## Begin

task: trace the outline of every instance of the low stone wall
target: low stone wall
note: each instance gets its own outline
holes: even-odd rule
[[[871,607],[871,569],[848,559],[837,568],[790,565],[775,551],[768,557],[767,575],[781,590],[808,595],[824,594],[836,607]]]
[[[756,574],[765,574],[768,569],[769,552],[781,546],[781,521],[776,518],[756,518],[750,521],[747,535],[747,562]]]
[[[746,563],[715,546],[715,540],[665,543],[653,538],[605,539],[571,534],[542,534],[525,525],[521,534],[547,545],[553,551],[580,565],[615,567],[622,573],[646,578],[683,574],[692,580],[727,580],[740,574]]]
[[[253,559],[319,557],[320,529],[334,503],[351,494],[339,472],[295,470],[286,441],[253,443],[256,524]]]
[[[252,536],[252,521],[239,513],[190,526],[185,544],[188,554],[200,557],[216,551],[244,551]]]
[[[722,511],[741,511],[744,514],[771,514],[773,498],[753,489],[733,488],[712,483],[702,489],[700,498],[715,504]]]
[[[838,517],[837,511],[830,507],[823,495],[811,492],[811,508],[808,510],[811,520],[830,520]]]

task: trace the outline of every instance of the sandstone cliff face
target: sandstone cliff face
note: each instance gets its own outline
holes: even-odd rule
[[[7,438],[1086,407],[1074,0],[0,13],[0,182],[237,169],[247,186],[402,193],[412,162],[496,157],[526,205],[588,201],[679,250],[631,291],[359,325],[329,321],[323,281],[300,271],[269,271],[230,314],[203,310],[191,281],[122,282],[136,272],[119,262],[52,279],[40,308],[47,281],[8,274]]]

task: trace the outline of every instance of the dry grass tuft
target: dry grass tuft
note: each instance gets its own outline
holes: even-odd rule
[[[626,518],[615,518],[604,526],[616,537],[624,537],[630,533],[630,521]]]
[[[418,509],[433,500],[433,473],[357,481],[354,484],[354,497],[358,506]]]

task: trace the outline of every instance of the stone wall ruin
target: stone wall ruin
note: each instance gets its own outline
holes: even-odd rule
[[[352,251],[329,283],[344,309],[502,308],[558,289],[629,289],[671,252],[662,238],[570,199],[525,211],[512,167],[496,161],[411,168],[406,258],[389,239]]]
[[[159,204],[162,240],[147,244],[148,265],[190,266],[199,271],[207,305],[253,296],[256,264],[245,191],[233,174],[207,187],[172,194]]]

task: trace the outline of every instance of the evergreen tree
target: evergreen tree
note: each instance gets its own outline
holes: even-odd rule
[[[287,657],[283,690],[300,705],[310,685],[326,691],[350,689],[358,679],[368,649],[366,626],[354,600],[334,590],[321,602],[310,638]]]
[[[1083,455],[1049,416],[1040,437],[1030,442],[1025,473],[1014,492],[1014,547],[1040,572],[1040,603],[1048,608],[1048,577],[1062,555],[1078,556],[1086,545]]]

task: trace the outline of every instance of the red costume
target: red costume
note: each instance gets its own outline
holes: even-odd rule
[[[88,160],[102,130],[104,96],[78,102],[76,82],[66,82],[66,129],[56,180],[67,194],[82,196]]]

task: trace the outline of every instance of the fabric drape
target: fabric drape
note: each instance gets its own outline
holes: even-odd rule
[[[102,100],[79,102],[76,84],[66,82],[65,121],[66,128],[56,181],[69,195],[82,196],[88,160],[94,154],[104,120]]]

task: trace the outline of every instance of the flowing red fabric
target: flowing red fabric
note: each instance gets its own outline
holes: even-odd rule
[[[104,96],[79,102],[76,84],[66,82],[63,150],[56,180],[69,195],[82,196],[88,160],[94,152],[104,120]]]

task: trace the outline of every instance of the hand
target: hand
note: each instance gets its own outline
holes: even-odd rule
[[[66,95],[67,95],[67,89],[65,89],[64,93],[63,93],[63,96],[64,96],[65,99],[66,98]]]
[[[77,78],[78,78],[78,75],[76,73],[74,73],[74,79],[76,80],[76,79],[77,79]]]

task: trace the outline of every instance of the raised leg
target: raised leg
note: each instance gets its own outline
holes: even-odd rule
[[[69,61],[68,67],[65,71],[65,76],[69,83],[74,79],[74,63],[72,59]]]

## End

Transcribe the data. Leave every line exactly as it is.

• [ANSWER TO THIS PROBLEM]
task: trace the outline of every instance of the low stone wall
target: low stone wall
note: each instance gets its own outline
holes: even-odd rule
[[[871,607],[871,569],[848,559],[837,568],[790,565],[775,551],[768,557],[767,575],[781,590],[808,595],[824,594],[836,607]]]
[[[756,574],[765,574],[768,569],[769,552],[781,546],[781,521],[776,518],[756,518],[750,521],[747,535],[747,562]]]
[[[746,563],[715,546],[715,540],[665,543],[653,538],[605,539],[571,534],[542,534],[525,525],[521,534],[547,545],[553,551],[580,565],[615,567],[622,573],[646,578],[683,574],[692,580],[727,580],[740,574]]]
[[[253,559],[319,557],[320,529],[334,503],[351,494],[339,472],[295,470],[286,441],[253,443],[256,524]]]
[[[252,536],[252,521],[239,513],[190,526],[185,544],[188,554],[200,557],[216,551],[244,551]]]
[[[722,511],[741,511],[744,514],[771,514],[773,498],[753,489],[733,488],[712,483],[702,489],[700,498],[715,504]]]
[[[838,517],[837,511],[830,507],[823,495],[811,492],[811,508],[808,510],[811,520],[830,520]]]

task: trace the outline of every instance of the sandstone cliff face
target: sandstone cliff face
note: each instance gets its own outline
holes: even-odd rule
[[[7,438],[1086,407],[1074,0],[0,13],[0,182],[237,169],[247,186],[402,193],[412,162],[496,157],[526,205],[588,201],[679,250],[631,291],[359,325],[329,321],[323,281],[300,271],[269,271],[230,314],[203,310],[191,281],[122,282],[136,272],[119,262],[52,279],[40,308],[47,281],[8,274]]]

task: trace the outline of every instance of the dry grass tuft
target: dry grass tuft
note: each instance gets its own outline
holes: even-odd rule
[[[626,518],[615,518],[604,526],[616,537],[624,537],[630,533],[630,521]]]
[[[418,509],[433,500],[433,473],[357,481],[354,484],[354,497],[358,506]]]

task: trace the outline of every instance of the stone wall ruin
target: stone wall ruin
note: each instance gets its own outline
holes: even-odd rule
[[[352,251],[329,283],[344,309],[502,308],[558,289],[629,289],[671,252],[662,238],[570,199],[525,211],[512,167],[496,161],[411,168],[406,258],[389,239]]]
[[[159,204],[162,240],[147,244],[148,265],[190,266],[199,271],[207,305],[253,296],[256,264],[245,191],[233,174],[207,187],[172,194]]]

task: trace the outline of every instance of the evergreen tree
target: evergreen tree
note: each instance gets its own outline
holes: even-odd rule
[[[287,657],[283,690],[300,705],[310,685],[326,691],[350,689],[358,679],[368,649],[366,626],[354,600],[334,590],[321,602],[310,638]]]
[[[1083,455],[1049,416],[1040,437],[1030,442],[1025,473],[1014,492],[1014,547],[1040,572],[1040,603],[1048,608],[1048,577],[1062,555],[1078,556],[1086,545]]]

task: trace the outline of every instance of the red costume
target: red costume
note: each instance gets its own outline
holes: even-odd rule
[[[88,160],[102,130],[104,96],[78,102],[76,82],[66,82],[66,129],[56,180],[67,194],[82,196]]]

task: trace the outline of every instance of the fabric drape
target: fabric drape
note: each instance gets its own outline
holes: even-odd rule
[[[102,100],[79,102],[76,84],[66,82],[65,121],[66,128],[56,181],[69,195],[82,196],[88,160],[94,154],[104,120]]]

task: trace the outline of every instance of the flowing red fabric
target: flowing red fabric
note: each instance gets its own outline
holes: even-odd rule
[[[104,96],[79,102],[76,84],[66,82],[63,150],[56,180],[69,195],[82,196],[88,160],[94,152],[104,120]]]

task: trace the outline of every instance of the hand
target: hand
note: each instance gets its own outline
holes: even-odd rule
[[[66,95],[67,95],[67,89],[65,89],[64,93],[63,93],[63,96],[64,96],[65,99],[66,98]]]
[[[77,78],[78,78],[78,75],[76,73],[74,73],[74,79],[76,80],[76,79],[77,79]]]

task: trace the outline of every instance of the raised leg
target: raised leg
note: each instance gets its own outline
holes: even-odd rule
[[[69,61],[68,67],[65,71],[65,76],[69,83],[74,79],[74,63],[72,59]]]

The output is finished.